Why do bankers make so much money? - cwan
http://rick.bookstaber.com/2009/10/why-do-bankers-make-so-much-money.html

======
1gor
There is a lot of confusion as to what is called a 'bank', so it is difficult
to understand the author's analysis. I believe there are several business
models in place:

1\. Traditional deposit/lending.

Essentially, banks fund themselves short-term through deposits and then lend
long and medium term to businesses. This duration mismatch is always risky
(think of 'run on a bank'), but one can argue that banks perform essential
function in the economy by analyzing credits and channeling savings to
small/medium business.

2\. Transaction business

It is common for a major bank to have a lock-in onto most of day-to-day
transactions that people conduct. Salaries get paid by wire, then get
withdrawn through many of cash machines, letters of credit are written for
international trade transactions etc. For large corporate business, an
international bank can arrange financing for a new oil field, then distribute
this funds through its international branch network. This business is not
particularly high-risk and it is not 'immoral' however you look at it. It is
simply passing money around.

DATA BLOCK.

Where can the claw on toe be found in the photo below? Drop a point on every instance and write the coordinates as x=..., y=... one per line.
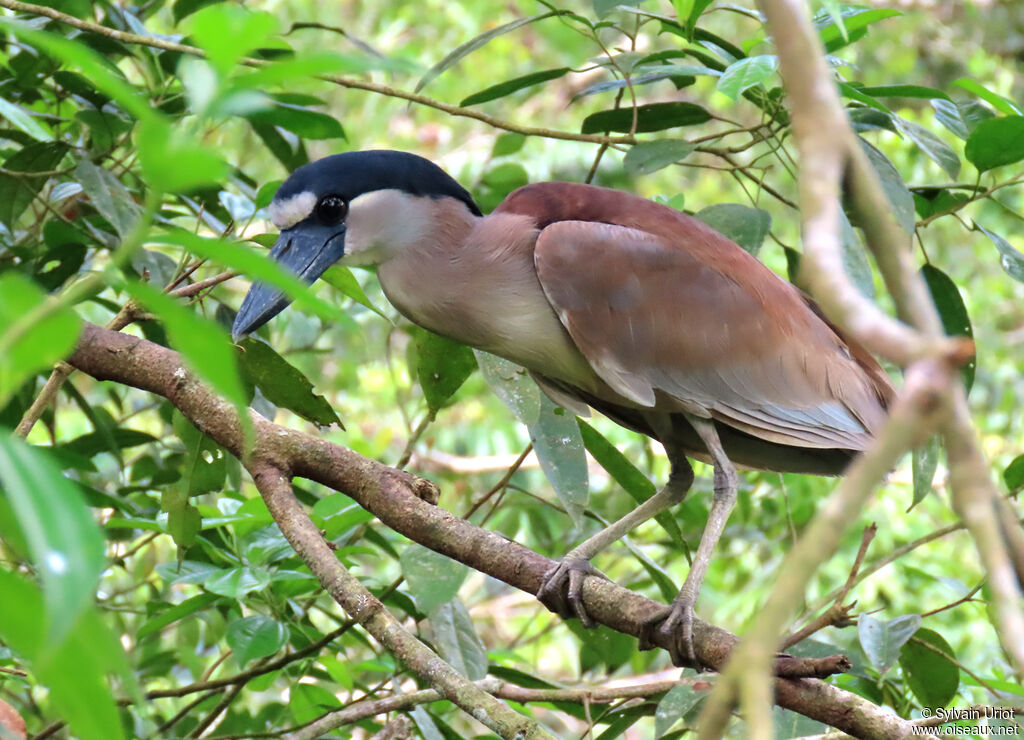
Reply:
x=676, y=622
x=561, y=591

LIST OF TASKS.
a – In the forum thread about bankers' pay, what kind of event is offered as an illustration of why the duration mismatch in traditional deposit/lending is risky?
b – Reproduce the part of the forum thread from "1\. Traditional deposit/lending." to "small/medium business." without any changes.

EXERCISE ANSWERS.
a – A run on a bank.

b –
1\. Traditional deposit/lending.

Essentially, banks fund themselves short-term through deposits and then lend
long and medium term to businesses. This duration mismatch is always risky
(think of 'run on a bank'), but one can argue that banks perform essential
function in the economy by analyzing credits and channeling savings to
small/medium business.